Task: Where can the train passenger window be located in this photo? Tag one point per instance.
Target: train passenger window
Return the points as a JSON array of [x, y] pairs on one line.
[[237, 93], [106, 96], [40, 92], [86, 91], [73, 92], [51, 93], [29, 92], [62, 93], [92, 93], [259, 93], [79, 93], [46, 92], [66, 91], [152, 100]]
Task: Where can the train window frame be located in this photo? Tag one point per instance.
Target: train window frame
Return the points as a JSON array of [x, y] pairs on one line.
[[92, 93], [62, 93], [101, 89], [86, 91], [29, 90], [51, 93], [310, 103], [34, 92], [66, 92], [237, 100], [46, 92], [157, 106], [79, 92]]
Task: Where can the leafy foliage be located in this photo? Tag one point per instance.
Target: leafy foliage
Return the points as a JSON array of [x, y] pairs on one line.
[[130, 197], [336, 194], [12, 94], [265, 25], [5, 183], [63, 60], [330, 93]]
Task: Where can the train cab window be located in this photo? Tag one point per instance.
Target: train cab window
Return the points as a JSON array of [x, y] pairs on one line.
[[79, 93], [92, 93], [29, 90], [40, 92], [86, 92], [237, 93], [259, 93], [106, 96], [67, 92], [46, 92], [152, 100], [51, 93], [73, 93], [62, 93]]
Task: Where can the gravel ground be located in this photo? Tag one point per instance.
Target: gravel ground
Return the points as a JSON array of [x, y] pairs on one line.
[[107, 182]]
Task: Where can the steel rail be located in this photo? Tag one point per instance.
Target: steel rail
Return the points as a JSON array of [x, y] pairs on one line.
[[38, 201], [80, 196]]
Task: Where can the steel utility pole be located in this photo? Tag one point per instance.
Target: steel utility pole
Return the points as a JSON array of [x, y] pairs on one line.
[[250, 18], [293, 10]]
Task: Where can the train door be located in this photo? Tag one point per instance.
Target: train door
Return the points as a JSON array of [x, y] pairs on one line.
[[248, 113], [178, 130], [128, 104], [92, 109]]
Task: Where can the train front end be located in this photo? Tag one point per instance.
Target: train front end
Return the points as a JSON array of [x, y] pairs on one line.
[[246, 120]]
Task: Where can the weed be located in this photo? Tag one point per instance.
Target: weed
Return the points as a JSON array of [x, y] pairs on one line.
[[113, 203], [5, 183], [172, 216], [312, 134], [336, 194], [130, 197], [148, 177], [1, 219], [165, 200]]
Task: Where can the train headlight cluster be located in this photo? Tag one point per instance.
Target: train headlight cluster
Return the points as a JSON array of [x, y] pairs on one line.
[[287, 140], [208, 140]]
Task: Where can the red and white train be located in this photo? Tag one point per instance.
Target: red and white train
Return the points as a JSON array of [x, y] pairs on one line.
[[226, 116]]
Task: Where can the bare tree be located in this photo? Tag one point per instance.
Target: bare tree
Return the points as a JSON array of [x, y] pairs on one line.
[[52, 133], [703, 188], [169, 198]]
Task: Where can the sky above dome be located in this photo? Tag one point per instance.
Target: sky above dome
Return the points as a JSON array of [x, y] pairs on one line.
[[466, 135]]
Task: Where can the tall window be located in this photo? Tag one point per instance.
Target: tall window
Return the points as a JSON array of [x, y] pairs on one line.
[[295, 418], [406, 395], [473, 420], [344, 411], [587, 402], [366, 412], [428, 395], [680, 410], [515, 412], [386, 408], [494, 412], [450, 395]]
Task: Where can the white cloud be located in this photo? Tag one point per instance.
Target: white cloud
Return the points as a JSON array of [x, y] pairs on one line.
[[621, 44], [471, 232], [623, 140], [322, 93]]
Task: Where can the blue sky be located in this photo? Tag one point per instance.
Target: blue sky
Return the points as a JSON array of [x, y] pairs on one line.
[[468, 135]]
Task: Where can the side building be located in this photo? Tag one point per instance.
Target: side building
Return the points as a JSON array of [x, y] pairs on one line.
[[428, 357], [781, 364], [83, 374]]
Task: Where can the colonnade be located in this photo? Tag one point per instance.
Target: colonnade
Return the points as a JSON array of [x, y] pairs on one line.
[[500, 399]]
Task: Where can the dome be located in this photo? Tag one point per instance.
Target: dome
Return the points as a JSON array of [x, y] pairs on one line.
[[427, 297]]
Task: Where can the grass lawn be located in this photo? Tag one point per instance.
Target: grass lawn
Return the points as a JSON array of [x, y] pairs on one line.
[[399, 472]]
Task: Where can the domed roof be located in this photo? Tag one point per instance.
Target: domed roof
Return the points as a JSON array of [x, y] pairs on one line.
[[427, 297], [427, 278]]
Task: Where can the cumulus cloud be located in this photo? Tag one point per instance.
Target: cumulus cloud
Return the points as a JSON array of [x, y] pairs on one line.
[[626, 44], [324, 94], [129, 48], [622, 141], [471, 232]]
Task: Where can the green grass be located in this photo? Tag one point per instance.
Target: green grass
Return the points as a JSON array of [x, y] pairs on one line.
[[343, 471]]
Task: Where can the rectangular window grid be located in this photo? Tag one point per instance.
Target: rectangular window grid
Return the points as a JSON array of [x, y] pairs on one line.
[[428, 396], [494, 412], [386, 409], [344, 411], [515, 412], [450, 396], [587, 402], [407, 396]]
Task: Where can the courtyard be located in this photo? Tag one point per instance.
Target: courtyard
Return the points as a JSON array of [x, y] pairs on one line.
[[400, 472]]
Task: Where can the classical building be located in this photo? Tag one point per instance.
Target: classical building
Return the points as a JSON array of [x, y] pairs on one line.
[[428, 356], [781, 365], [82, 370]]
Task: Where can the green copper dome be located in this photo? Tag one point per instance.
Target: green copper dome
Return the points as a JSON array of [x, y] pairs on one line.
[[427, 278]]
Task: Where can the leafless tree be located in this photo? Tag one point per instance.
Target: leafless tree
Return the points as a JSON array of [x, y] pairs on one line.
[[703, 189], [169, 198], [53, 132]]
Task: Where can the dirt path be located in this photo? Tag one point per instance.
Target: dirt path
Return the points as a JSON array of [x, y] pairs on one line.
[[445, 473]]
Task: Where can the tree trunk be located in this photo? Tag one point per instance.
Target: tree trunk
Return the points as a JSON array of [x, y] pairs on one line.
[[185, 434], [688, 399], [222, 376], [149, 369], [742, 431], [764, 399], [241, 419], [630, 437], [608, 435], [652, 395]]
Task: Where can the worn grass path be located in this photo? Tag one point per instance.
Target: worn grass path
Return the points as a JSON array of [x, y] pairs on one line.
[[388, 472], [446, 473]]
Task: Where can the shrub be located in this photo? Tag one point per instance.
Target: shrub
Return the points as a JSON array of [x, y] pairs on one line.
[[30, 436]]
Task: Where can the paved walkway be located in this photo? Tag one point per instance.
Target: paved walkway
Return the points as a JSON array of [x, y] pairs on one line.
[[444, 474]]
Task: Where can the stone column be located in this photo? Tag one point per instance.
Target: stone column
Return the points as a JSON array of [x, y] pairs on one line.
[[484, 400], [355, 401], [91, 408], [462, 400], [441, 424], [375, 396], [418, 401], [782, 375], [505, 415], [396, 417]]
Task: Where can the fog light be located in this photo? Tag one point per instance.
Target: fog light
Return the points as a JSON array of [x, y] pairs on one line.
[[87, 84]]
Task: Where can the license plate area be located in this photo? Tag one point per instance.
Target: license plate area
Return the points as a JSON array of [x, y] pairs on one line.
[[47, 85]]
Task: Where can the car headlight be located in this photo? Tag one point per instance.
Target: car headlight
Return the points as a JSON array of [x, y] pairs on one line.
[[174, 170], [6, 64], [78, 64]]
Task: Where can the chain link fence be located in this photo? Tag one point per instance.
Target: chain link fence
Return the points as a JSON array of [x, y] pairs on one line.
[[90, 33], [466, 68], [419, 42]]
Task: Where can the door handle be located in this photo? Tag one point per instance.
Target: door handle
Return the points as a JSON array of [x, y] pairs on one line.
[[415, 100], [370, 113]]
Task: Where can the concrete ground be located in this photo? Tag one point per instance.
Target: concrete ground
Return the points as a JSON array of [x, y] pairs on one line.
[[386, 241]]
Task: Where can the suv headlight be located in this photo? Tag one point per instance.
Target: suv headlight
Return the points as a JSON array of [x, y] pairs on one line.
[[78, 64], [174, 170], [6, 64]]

=-=-=

Instructions for the task:
Substitute "leafless tree" for "bare tree" in the data between the lines holding "Task: Where can the red" and "[[466, 135]]", inclusive, and give back only those lines with nothing else changed.

Response to this exercise:
Task: Where can the red and white train be located in this photo? Tag one point per instance.
Target: red and white train
Return the points as a JSON array of [x, y] pairs on one line.
[[226, 116]]
Task: Where can the leafless tree be located in this photo? Tag one point per instance.
Target: leafless tree
Return the points as a JSON array of [x, y] pairs on one line.
[[52, 133], [703, 188], [169, 198]]
Task: Where can the sky above dome be located in this photo? Tag one point per instance.
Target: sky above dome
Return the points as a JSON array of [x, y] pairs on one line.
[[466, 135]]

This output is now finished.